--- Problem statement ---
Nothing but the entries, copied exactly, should appear in the response.

★ ★ ★

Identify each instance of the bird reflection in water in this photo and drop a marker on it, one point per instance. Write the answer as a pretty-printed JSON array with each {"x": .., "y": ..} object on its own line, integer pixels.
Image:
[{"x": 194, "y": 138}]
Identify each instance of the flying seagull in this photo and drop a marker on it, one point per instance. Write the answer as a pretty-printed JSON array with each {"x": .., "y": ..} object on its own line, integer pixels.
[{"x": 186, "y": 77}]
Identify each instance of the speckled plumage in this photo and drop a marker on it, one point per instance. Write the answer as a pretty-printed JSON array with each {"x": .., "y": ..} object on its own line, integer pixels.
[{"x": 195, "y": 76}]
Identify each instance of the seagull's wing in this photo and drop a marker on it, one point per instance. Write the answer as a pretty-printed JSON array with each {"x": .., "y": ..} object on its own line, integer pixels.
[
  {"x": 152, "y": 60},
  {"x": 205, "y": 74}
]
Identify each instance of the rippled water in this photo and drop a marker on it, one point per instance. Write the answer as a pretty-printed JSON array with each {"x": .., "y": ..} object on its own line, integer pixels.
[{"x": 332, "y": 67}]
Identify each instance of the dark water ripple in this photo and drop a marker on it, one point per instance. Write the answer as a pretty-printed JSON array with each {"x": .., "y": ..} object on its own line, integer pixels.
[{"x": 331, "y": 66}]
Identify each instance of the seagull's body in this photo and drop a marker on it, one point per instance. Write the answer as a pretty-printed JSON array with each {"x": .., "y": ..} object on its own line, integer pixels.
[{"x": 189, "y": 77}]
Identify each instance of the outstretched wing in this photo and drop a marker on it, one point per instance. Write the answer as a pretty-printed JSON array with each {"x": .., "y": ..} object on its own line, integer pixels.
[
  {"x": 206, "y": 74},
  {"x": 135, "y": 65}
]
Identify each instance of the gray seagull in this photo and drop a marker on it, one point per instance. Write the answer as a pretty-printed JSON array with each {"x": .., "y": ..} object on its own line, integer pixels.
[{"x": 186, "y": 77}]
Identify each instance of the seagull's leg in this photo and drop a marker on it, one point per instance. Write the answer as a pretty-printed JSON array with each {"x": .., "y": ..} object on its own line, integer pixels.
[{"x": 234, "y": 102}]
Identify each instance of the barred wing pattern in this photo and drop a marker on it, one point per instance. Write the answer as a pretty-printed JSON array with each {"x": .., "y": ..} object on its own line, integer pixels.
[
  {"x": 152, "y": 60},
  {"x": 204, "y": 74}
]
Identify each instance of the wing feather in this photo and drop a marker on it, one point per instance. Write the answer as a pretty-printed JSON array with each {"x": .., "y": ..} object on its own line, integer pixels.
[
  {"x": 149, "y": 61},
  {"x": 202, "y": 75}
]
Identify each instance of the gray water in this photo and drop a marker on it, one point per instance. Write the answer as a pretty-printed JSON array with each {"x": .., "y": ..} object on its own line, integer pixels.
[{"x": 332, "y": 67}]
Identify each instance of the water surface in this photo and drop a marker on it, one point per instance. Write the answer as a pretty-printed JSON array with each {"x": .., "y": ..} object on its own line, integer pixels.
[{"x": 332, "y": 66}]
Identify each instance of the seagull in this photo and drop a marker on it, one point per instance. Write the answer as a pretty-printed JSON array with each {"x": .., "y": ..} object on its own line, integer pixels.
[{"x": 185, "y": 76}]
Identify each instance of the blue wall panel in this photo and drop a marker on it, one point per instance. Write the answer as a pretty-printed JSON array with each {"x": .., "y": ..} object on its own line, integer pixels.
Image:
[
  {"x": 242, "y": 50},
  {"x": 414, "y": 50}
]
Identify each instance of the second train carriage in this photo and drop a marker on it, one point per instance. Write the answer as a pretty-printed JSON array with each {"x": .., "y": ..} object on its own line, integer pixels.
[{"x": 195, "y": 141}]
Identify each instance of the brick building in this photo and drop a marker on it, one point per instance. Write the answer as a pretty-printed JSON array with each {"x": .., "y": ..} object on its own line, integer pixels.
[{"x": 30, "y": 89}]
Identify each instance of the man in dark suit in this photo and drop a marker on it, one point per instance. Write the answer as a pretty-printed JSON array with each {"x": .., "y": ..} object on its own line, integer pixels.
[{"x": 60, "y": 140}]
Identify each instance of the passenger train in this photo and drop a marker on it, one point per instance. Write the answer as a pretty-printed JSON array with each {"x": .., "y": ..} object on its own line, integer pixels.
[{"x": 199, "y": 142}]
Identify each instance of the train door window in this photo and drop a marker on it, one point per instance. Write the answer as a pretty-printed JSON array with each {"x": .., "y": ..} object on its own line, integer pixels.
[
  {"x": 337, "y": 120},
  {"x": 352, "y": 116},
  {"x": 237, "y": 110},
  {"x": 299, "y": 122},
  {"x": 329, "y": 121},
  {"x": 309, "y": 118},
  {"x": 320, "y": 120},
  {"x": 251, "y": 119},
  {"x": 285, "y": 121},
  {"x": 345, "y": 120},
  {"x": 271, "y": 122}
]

★ ★ ★

--- Answer for the task ---
Identify each instance of the bird reflection in water in this photo and drop a marker on it, one point per instance. Write the answer as a pretty-printed JSON array with each {"x": .., "y": ..} object on its own line, integer pixels.
Image:
[{"x": 194, "y": 138}]
Identify each instance of the flying seagull in this photo and drop a marker on it, one point per instance. Write the answer as a pretty-printed JSON array with each {"x": .., "y": ..} object on its own line, integer pixels.
[{"x": 186, "y": 77}]
Identify each instance of the speckled plumage in this photo and drop a marker on it, one point per instance. Write the answer as a pretty-printed JSON array with each {"x": .., "y": ..} object on its own line, integer pixels.
[{"x": 195, "y": 76}]
Identify each instance of the seagull's wing in this photo and drop a marker on it, one point per instance. Write the answer as a pretty-printed JSON array with each {"x": .., "y": ..} object on its own line, integer pixels.
[
  {"x": 152, "y": 60},
  {"x": 205, "y": 74}
]
Identify each instance of the rippled water in this photo and drop a marker on it, one point per instance. Write the answer as a pretty-printed JSON array with each {"x": .., "y": ..} object on its own line, integer pixels.
[{"x": 332, "y": 67}]
Identify each instance of the dark water ripple in this photo and drop a marker on it, one point per instance. Write the answer as a pretty-printed JSON array with each {"x": .., "y": ..} object on its own line, integer pixels.
[{"x": 331, "y": 66}]
Identify each instance of the seagull's body in this photo and drop a marker on it, one point per instance. Write the answer as a pretty-printed JSON array with each {"x": .., "y": ..} object on its own line, integer pixels.
[{"x": 189, "y": 77}]
Identify each instance of the outstretched wing in this photo and drop a marker on it, one point per instance. Write the answer as a pretty-printed JSON array with each {"x": .., "y": ..} object on its own line, integer pixels.
[
  {"x": 206, "y": 74},
  {"x": 135, "y": 65}
]
Identify each instance of the gray seagull in this photo and drop a marker on it, one point per instance. Write the answer as a pretty-printed JSON array with each {"x": .., "y": ..} object on its own line, integer pixels.
[{"x": 186, "y": 77}]
Identify each instance of the seagull's leg in this photo and drop a marker on it, one point per instance. Write the answer as a pretty-printed JSON array with each {"x": .., "y": ..} object on its own line, integer pixels.
[{"x": 234, "y": 102}]
Identify each instance of the barred wing pattern in this photo and drop a marker on it, one point per instance. Write the answer as a pretty-printed JSON array with each {"x": .., "y": ..} object on its own line, integer pixels.
[
  {"x": 152, "y": 60},
  {"x": 204, "y": 74}
]
Identify each instance of the wing feather in this photo and drop a marker on it, one point per instance. Write the answer as a pretty-printed JSON array with each {"x": .., "y": ..} object on its own line, integer pixels.
[
  {"x": 149, "y": 61},
  {"x": 202, "y": 75}
]
Identify each instance of the gray water in this photo and drop a marker on it, one point per instance. Write the answer as a pretty-printed JSON array with each {"x": .., "y": ..} object on its own line, integer pixels.
[{"x": 332, "y": 67}]
Identify each instance of the water surface in this photo and drop a marker on it, one point per instance. Write the answer as a pretty-printed JSON array with each {"x": .., "y": ..} object on its own line, integer pixels.
[{"x": 332, "y": 66}]
Identify each instance of the seagull in this photo and drop a marker on it, one point per instance. Write the answer as a pretty-printed JSON array with each {"x": .., "y": ..} object on its own line, integer pixels.
[{"x": 185, "y": 76}]
Identify each instance of the blue wall panel in this photo and drop a marker on it, one point per instance. Write the answer as a pretty-printed JSON array with each {"x": .., "y": ..} object on its own line, integer pixels.
Image:
[
  {"x": 242, "y": 50},
  {"x": 414, "y": 50}
]
Identify each instance of the second train carriage in this photo and drop a marker on it, one point per instance. Write the answer as a pretty-printed JSON array with each {"x": .., "y": ..} object on its own line, integer pixels.
[{"x": 195, "y": 141}]
Identify each instance of the brick building in this photo and drop a marker on it, one point per instance. Write the answer as a pretty-printed JSON array with each {"x": .., "y": ..} object on its own line, integer pixels.
[{"x": 30, "y": 89}]
Identify each instance of the man in dark suit in this photo and drop a marker on it, one point per instance. Write the answer as a pretty-printed JSON array with each {"x": .., "y": ..} object on its own line, integer pixels.
[{"x": 60, "y": 140}]
Identify each instance of the passenger train in this photo and drop a marker on it, one point per instance. Write the answer as a pretty-printed JSON array with each {"x": .., "y": ..} object on its own line, integer pixels.
[{"x": 199, "y": 142}]
Identify each instance of the train door window in this photo and drop a marker on it, one point per instance. Write the answer as a pretty-printed JSON array with each {"x": .., "y": ..} object on its own line, integer pixels.
[
  {"x": 337, "y": 120},
  {"x": 352, "y": 116},
  {"x": 237, "y": 110},
  {"x": 299, "y": 122},
  {"x": 329, "y": 121},
  {"x": 309, "y": 118},
  {"x": 320, "y": 120},
  {"x": 251, "y": 119},
  {"x": 285, "y": 121},
  {"x": 345, "y": 120},
  {"x": 271, "y": 122}
]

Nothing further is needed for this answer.